((
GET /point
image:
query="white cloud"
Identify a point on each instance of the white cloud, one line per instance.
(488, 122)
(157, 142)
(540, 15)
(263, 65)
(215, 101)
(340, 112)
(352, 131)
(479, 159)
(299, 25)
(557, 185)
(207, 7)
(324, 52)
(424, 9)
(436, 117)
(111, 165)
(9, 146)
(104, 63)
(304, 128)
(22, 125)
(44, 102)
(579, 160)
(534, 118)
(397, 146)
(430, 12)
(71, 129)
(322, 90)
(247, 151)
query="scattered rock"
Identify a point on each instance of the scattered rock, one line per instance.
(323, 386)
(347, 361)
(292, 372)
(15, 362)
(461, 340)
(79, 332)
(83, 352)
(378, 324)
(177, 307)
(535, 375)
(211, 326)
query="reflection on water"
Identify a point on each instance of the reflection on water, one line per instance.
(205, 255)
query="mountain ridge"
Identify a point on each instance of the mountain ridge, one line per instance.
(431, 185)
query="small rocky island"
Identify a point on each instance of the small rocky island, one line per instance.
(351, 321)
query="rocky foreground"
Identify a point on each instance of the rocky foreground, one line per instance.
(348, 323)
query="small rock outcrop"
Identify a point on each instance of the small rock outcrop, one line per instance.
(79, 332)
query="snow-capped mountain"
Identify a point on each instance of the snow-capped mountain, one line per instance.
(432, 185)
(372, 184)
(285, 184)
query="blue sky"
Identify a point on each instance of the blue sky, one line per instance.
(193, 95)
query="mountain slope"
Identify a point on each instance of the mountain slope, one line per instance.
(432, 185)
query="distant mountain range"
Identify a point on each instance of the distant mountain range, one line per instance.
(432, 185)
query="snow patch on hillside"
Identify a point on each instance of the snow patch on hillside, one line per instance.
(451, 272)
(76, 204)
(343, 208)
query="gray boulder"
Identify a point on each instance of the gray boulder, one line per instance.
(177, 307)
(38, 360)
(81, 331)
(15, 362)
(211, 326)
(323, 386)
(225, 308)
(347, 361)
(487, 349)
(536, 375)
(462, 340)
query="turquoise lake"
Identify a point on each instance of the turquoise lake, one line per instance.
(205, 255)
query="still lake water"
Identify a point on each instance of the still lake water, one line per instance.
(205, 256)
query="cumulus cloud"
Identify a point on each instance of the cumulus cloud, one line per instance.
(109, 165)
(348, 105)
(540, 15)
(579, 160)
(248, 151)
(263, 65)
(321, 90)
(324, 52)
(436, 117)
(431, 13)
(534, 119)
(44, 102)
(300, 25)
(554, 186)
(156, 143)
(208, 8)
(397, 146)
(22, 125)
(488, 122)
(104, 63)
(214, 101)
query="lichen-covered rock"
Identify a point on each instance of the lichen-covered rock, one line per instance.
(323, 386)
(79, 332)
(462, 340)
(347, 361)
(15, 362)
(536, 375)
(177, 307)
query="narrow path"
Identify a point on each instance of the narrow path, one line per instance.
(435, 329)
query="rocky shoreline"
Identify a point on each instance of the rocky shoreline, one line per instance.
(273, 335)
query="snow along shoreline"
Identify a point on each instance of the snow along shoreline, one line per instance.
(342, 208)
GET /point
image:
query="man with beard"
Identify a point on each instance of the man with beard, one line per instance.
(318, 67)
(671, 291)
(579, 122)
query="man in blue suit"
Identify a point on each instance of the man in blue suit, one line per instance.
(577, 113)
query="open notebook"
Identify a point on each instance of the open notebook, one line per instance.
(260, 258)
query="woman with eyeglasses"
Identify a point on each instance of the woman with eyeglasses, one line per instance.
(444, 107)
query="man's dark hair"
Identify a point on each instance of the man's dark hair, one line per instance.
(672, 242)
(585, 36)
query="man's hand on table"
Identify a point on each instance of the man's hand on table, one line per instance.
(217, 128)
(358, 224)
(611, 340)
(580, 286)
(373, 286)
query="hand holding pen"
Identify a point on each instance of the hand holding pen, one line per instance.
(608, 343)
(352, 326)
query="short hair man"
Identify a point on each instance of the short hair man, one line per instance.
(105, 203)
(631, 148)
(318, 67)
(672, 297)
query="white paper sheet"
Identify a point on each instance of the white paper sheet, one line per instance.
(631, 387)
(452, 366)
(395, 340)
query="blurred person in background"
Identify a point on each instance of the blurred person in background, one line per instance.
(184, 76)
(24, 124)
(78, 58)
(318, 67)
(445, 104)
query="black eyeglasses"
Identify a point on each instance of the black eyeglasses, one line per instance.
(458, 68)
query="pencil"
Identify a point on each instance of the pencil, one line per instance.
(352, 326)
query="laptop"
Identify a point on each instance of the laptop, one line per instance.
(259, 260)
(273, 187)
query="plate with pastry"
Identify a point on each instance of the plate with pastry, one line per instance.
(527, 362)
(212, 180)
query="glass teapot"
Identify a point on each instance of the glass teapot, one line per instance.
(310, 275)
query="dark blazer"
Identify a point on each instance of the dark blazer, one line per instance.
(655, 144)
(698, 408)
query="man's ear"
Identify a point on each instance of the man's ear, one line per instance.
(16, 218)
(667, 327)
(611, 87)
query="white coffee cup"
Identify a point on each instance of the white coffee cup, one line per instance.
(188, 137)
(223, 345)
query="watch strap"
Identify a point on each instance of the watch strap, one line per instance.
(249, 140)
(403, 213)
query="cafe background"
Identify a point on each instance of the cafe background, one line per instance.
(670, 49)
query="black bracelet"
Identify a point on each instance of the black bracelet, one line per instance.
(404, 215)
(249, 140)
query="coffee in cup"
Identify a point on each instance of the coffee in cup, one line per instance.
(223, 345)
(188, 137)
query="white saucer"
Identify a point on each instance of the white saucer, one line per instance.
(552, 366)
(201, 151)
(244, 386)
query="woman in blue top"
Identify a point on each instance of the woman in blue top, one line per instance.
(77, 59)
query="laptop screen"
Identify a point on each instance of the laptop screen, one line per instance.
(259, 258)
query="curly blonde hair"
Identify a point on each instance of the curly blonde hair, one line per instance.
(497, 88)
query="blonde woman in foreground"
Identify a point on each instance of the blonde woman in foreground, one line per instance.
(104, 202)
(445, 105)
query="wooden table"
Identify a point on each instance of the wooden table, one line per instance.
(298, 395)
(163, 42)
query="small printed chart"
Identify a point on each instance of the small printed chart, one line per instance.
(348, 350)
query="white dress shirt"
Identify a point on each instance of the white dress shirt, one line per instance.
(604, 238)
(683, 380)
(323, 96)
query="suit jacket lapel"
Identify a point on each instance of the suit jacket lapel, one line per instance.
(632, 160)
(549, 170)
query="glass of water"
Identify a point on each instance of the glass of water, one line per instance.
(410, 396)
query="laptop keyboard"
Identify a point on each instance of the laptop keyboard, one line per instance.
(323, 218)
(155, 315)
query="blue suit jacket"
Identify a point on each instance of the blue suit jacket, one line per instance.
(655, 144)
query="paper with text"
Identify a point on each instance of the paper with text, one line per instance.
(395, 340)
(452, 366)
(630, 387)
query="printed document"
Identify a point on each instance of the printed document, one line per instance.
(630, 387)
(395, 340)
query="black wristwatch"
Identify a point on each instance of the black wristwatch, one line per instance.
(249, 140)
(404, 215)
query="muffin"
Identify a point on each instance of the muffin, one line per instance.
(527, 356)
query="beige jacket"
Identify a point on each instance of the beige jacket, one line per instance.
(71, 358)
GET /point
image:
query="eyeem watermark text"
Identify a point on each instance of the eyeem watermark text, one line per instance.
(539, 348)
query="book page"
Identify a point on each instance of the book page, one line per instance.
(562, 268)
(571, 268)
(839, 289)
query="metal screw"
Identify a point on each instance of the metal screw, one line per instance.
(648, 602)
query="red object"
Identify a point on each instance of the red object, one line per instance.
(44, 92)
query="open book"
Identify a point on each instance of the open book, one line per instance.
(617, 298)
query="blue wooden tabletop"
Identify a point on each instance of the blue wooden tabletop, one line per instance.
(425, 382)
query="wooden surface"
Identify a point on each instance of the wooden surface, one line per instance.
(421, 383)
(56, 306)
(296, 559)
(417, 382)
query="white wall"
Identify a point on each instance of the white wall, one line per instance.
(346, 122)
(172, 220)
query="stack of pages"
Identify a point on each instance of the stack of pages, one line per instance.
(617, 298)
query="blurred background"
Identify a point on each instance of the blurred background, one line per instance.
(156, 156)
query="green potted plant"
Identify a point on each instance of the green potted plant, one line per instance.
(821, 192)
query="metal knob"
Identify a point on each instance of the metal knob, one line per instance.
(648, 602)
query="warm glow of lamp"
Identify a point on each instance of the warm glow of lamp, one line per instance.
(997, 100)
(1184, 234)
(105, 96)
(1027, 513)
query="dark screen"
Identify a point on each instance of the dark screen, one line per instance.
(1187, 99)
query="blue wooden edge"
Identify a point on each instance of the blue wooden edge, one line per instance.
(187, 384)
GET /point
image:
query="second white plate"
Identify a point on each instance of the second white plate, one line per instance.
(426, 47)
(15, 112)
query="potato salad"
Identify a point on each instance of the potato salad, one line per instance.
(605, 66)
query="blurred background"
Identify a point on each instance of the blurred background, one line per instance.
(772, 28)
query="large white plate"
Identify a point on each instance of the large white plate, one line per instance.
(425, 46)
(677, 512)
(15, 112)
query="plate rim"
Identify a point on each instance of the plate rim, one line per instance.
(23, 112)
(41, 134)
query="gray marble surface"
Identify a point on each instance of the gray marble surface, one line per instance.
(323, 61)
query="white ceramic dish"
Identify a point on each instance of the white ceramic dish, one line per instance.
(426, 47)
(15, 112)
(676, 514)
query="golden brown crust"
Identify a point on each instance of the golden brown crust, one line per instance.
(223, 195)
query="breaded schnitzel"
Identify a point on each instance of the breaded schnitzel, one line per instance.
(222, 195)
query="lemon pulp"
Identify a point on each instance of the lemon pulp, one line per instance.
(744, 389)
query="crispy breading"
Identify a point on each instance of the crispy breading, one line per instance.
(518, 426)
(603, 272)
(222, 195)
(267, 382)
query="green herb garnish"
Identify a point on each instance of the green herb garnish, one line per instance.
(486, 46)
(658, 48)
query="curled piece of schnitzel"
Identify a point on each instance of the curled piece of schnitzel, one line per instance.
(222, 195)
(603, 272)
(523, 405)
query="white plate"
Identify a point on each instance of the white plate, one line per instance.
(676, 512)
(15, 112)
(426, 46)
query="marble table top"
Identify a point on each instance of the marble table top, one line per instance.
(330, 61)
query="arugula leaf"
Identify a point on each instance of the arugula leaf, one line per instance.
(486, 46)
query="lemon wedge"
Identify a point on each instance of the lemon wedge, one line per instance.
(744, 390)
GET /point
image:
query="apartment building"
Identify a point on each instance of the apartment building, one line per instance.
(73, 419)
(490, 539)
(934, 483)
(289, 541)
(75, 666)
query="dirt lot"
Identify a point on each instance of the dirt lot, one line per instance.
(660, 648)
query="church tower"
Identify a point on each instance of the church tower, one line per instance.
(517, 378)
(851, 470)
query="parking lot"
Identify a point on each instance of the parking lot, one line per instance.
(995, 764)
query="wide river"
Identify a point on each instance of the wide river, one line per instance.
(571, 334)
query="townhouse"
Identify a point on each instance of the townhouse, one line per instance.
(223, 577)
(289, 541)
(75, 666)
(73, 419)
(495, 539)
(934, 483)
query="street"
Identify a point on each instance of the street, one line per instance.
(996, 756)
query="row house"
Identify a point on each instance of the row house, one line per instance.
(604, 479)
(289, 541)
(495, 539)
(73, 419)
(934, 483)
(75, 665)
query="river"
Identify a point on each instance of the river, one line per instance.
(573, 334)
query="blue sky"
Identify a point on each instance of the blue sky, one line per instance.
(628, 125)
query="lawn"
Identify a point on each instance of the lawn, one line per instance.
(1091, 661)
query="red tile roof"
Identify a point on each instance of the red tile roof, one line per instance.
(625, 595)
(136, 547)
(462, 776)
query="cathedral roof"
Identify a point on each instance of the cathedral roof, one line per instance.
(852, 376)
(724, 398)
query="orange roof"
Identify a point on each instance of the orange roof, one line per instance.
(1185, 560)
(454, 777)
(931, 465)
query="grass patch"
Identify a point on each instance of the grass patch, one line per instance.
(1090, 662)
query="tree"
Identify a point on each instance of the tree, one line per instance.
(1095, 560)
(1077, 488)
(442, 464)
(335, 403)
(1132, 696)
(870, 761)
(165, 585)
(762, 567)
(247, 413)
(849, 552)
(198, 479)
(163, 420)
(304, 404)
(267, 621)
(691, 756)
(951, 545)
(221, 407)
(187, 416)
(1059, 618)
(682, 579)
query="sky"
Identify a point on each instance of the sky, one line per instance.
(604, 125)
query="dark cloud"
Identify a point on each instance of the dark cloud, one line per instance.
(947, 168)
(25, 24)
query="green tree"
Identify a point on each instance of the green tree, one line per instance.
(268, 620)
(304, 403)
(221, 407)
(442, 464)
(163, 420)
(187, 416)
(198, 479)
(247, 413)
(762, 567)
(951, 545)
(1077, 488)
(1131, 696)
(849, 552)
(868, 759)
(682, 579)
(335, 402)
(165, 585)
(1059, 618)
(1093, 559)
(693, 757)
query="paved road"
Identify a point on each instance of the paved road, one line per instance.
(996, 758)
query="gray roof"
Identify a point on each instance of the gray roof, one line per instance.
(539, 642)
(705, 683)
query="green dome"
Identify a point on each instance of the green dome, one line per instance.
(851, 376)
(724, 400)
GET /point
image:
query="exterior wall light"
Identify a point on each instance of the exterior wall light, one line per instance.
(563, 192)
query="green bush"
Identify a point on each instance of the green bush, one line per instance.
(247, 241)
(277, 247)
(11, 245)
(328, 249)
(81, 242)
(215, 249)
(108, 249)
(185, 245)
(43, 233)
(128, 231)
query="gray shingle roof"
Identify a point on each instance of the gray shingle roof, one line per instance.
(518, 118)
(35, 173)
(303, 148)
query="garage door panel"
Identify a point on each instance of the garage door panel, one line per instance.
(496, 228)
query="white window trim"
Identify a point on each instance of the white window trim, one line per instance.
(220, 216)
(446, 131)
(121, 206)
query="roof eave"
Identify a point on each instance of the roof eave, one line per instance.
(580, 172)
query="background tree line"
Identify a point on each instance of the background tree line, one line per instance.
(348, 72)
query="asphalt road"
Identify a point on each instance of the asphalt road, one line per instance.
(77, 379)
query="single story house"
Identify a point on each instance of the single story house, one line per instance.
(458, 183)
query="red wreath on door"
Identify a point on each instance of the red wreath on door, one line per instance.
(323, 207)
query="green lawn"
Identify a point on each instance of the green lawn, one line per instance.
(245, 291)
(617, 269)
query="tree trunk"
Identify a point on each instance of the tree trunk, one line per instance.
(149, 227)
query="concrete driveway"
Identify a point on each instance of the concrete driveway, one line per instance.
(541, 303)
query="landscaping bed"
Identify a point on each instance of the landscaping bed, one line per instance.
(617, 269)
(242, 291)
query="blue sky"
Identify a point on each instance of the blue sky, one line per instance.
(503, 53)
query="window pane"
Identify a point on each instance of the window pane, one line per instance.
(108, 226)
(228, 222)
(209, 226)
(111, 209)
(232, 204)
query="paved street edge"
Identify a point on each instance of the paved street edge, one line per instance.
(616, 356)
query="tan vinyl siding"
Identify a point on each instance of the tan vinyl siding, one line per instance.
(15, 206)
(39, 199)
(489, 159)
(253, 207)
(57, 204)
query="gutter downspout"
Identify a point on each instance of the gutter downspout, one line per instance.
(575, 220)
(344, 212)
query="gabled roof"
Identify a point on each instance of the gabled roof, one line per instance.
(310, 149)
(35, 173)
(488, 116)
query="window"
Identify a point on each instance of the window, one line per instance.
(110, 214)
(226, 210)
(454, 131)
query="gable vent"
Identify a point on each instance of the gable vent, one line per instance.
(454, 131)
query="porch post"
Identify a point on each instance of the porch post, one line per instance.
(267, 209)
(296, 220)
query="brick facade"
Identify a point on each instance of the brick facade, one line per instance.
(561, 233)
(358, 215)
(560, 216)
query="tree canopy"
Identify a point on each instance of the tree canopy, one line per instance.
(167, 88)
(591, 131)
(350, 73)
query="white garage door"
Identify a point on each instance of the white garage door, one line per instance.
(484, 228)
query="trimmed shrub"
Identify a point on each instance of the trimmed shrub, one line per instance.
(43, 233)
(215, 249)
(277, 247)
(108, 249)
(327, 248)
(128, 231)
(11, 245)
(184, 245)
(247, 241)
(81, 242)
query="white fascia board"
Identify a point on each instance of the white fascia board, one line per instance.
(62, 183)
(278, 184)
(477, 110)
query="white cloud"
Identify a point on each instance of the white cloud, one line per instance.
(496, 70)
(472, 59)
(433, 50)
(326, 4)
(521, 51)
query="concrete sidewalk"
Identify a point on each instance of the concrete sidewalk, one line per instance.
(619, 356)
))
**WORK TO BE COMPLETED:** Nothing should appear in the output except the lines from the one with "Identify a point on each instance of the concrete sidewalk, one" through the end of the records above, copied exactly.

**RESPONSE BOX:**
Identify a point on each instance of the concrete sidewalk, one line per instance.
(619, 356)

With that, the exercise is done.